The input:

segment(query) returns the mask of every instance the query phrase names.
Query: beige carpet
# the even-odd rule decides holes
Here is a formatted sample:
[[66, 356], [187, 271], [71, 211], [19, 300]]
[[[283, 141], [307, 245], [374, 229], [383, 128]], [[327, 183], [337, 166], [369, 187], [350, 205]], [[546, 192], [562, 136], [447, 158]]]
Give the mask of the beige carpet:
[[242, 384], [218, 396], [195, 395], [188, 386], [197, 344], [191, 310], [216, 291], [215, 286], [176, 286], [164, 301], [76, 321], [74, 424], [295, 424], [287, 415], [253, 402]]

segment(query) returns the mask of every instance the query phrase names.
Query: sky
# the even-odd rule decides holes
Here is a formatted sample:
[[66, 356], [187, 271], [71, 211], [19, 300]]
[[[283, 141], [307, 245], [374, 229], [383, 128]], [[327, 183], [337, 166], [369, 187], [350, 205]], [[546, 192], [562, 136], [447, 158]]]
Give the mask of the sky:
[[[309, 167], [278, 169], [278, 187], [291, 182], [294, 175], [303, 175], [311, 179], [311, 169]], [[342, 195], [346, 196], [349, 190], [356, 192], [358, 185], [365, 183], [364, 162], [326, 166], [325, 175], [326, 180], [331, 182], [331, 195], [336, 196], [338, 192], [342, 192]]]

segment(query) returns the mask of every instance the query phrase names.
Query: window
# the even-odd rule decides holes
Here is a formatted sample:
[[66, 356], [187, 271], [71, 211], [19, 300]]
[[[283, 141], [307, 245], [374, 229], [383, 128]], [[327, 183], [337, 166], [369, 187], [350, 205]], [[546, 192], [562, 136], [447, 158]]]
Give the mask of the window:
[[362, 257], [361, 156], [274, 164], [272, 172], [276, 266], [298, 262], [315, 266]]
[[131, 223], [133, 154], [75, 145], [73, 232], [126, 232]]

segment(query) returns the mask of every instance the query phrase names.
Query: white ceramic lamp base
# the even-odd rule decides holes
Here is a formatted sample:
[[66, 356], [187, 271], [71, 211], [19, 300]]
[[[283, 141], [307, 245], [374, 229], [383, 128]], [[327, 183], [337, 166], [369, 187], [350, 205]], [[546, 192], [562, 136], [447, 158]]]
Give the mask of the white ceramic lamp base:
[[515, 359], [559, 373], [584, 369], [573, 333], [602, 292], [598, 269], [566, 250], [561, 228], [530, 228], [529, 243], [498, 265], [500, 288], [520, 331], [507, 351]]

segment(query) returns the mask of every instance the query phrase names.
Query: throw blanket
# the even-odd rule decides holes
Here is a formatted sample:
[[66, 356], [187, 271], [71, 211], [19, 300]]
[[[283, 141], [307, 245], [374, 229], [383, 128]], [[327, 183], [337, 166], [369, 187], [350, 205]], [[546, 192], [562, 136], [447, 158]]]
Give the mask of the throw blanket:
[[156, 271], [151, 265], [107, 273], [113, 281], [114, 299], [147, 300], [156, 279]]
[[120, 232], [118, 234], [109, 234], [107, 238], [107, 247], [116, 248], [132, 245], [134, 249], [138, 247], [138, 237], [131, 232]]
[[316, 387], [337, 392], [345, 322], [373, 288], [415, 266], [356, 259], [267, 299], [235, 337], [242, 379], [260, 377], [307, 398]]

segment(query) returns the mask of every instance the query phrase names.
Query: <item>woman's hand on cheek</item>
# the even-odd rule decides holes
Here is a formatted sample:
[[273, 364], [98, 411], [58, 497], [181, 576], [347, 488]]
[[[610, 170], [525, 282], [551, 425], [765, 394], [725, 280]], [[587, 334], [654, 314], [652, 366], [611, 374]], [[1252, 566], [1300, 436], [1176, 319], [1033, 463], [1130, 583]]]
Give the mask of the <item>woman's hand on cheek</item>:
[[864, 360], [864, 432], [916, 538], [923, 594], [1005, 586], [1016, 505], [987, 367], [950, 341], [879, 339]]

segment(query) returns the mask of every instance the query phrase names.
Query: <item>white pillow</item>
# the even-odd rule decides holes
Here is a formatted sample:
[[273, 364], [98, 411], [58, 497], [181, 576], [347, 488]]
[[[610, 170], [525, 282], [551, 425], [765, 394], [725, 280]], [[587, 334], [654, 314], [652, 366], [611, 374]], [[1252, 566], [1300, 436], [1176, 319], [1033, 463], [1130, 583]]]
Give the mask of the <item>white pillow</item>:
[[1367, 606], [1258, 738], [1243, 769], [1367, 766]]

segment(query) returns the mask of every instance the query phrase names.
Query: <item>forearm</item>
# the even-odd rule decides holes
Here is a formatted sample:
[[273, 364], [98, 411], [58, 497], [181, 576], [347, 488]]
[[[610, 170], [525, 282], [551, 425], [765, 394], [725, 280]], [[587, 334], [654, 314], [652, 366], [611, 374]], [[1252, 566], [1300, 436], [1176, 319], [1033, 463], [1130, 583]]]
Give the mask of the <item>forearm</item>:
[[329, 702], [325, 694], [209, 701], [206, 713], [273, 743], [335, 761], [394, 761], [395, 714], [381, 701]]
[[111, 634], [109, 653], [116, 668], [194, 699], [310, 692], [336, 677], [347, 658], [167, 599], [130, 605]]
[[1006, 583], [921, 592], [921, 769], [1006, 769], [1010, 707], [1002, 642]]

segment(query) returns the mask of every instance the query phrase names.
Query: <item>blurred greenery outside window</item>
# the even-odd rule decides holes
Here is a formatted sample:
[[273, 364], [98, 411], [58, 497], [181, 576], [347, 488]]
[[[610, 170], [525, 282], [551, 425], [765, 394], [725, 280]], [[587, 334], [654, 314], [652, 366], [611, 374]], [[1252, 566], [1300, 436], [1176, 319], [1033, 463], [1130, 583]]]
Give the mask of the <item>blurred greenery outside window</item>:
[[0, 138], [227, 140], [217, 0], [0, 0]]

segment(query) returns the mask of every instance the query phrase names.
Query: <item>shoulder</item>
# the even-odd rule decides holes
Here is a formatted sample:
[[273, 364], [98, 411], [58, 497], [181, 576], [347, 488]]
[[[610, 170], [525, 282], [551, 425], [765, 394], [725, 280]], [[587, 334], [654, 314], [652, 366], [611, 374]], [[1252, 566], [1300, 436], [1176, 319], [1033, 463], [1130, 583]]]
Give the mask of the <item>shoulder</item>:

Directions for this task:
Reproduce all of the material above, character for character.

Worked solution:
segment(query) returns the mask of every instance the query phrase names.
Query: beige carpet
# the even-odd rule decides holes
Here is a formatted sample:
[[66, 356], [187, 271], [71, 211], [19, 300]]
[[[283, 141], [307, 245], [374, 229], [383, 128]], [[327, 183], [337, 166], [369, 187], [350, 205]], [[546, 192], [562, 136], [447, 158]]]
Give the mask of the beige carpet:
[[242, 384], [218, 396], [195, 395], [188, 386], [197, 344], [191, 310], [216, 291], [215, 286], [176, 286], [164, 301], [76, 321], [74, 424], [295, 424], [287, 415], [253, 402]]

segment(query) returns the mask of every instance the query phrase names.
Query: sky
# the even-odd rule decides holes
Here is a formatted sample:
[[66, 356], [187, 271], [71, 211], [19, 300]]
[[[283, 141], [307, 245], [374, 229], [383, 128]], [[327, 183], [337, 166], [369, 187], [350, 205]], [[546, 192], [562, 136], [447, 158]]]
Give the mask of the sky:
[[[309, 167], [278, 169], [278, 187], [291, 182], [294, 175], [303, 175], [311, 179], [311, 169]], [[342, 195], [346, 196], [349, 190], [356, 192], [358, 185], [365, 183], [364, 162], [326, 166], [325, 175], [326, 180], [331, 182], [331, 195], [336, 196], [338, 192], [342, 192]]]

segment(query) returns the mask of every instance the query phrase names.
Query: window
# the even-odd rule decides holes
Here is a formatted sample:
[[66, 356], [187, 271], [71, 211], [19, 300]]
[[[283, 141], [307, 245], [374, 229], [383, 128]], [[327, 183], [337, 166], [369, 187], [350, 205]], [[546, 192], [562, 136], [447, 158]]]
Give the mask of the window:
[[362, 257], [361, 156], [274, 164], [272, 172], [276, 266], [298, 262], [315, 266]]
[[131, 223], [133, 154], [75, 145], [73, 232], [126, 232]]

segment(query) returns the mask of every instance the query phrase names.
Query: white ceramic lamp base
# the even-odd rule decides holes
Here is a formatted sample:
[[66, 356], [187, 271], [71, 211], [19, 300]]
[[[283, 141], [307, 245], [374, 229], [383, 128]], [[327, 183], [337, 166], [369, 187], [350, 205]], [[546, 192], [562, 136], [447, 158]]]
Give the mask of the white ceramic lamp base:
[[515, 359], [559, 373], [584, 369], [573, 333], [602, 292], [598, 269], [566, 250], [561, 228], [530, 228], [529, 243], [498, 265], [500, 288], [520, 331], [507, 351]]

segment(query) returns the mask of every instance the query phrase names.
Query: throw blanket
# the even-odd rule decides holes
Here is a formatted sample:
[[66, 356], [187, 271], [71, 211], [19, 300]]
[[[283, 141], [307, 245], [374, 229], [383, 128]], [[327, 183], [337, 166], [369, 187], [350, 205]], [[546, 192], [562, 136], [447, 158]]]
Give the mask of the throw blanket:
[[156, 271], [151, 265], [107, 273], [113, 281], [114, 299], [147, 300], [156, 279]]
[[120, 232], [118, 234], [109, 234], [107, 238], [107, 247], [116, 248], [132, 245], [134, 249], [138, 247], [138, 237], [131, 232]]
[[316, 387], [337, 392], [345, 322], [373, 288], [415, 266], [356, 259], [267, 299], [235, 337], [242, 379], [260, 377], [307, 398]]

segment(query) returns the mask of every instance the query phrase names.
Query: <item>woman's hand on cheek</item>
# the even-odd rule decides holes
Here is a formatted sample:
[[273, 364], [98, 411], [58, 497], [181, 576], [347, 488]]
[[[610, 170], [525, 282], [551, 425], [765, 394], [725, 280]], [[587, 334], [654, 314], [652, 366], [611, 374]], [[1252, 566], [1300, 436], [1176, 319], [1033, 463], [1130, 583]]]
Give the mask of the <item>woman's hand on cheek</item>:
[[864, 360], [864, 432], [916, 538], [923, 594], [1005, 586], [1016, 505], [987, 367], [950, 341], [879, 339]]

segment(query) returns the mask of every instance the query phrase names.
Query: <item>white pillow</item>
# the even-odd rule decides holes
Here is a formatted sample:
[[273, 364], [98, 411], [58, 497], [181, 576], [347, 488]]
[[[610, 170], [525, 282], [551, 425], [765, 394], [725, 280]], [[587, 334], [654, 314], [652, 366], [611, 374]], [[1252, 566], [1300, 436], [1176, 319], [1033, 463], [1130, 583]]]
Give the mask of the <item>white pillow</item>:
[[1367, 606], [1258, 738], [1243, 769], [1367, 766]]

segment(query) returns the mask of every instance the query phrase names.
Query: <item>forearm</item>
# the even-odd rule decides holes
Here is a formatted sample:
[[273, 364], [98, 411], [58, 497], [181, 576], [347, 488]]
[[[610, 170], [525, 282], [551, 425], [765, 394], [725, 280]], [[587, 334], [654, 314], [652, 366], [611, 374]], [[1252, 566], [1300, 436], [1176, 319], [1033, 463], [1130, 583]]]
Give the mask of the <item>forearm</item>:
[[329, 702], [325, 694], [209, 701], [206, 713], [273, 743], [335, 761], [394, 761], [395, 714], [381, 701]]
[[111, 634], [109, 653], [116, 668], [194, 699], [310, 692], [336, 677], [347, 658], [167, 599], [130, 605]]
[[1006, 583], [921, 592], [921, 769], [1006, 769], [1010, 707], [1002, 642]]

segment(query) returns the mask of every instance the query phrase names.
Query: <item>blurred greenery outside window</item>
# the even-odd rule decides holes
Here is a formatted sample:
[[273, 364], [98, 411], [58, 497], [181, 576], [347, 488]]
[[[610, 170], [525, 282], [551, 425], [765, 394], [725, 280]], [[587, 334], [654, 314], [652, 366], [611, 374]], [[1252, 566], [1300, 436], [1176, 319], [1033, 463], [1130, 583]]]
Give the mask of the <item>blurred greenery outside window</item>:
[[0, 138], [227, 140], [217, 0], [0, 0]]

segment(query) returns the mask of every instance the query phrase names.
Query: <item>shoulder</item>
# the even-odd rule decides holes
Here is a formatted sample:
[[273, 364], [98, 411], [58, 497], [181, 576], [347, 488]]
[[[610, 170], [525, 282], [551, 425], [765, 394], [725, 280]], [[587, 334], [654, 314], [652, 366], [611, 374]], [[1252, 566], [1300, 436], [1176, 319], [1033, 463], [1130, 583]]]
Give the mask of the <item>shoulder</item>:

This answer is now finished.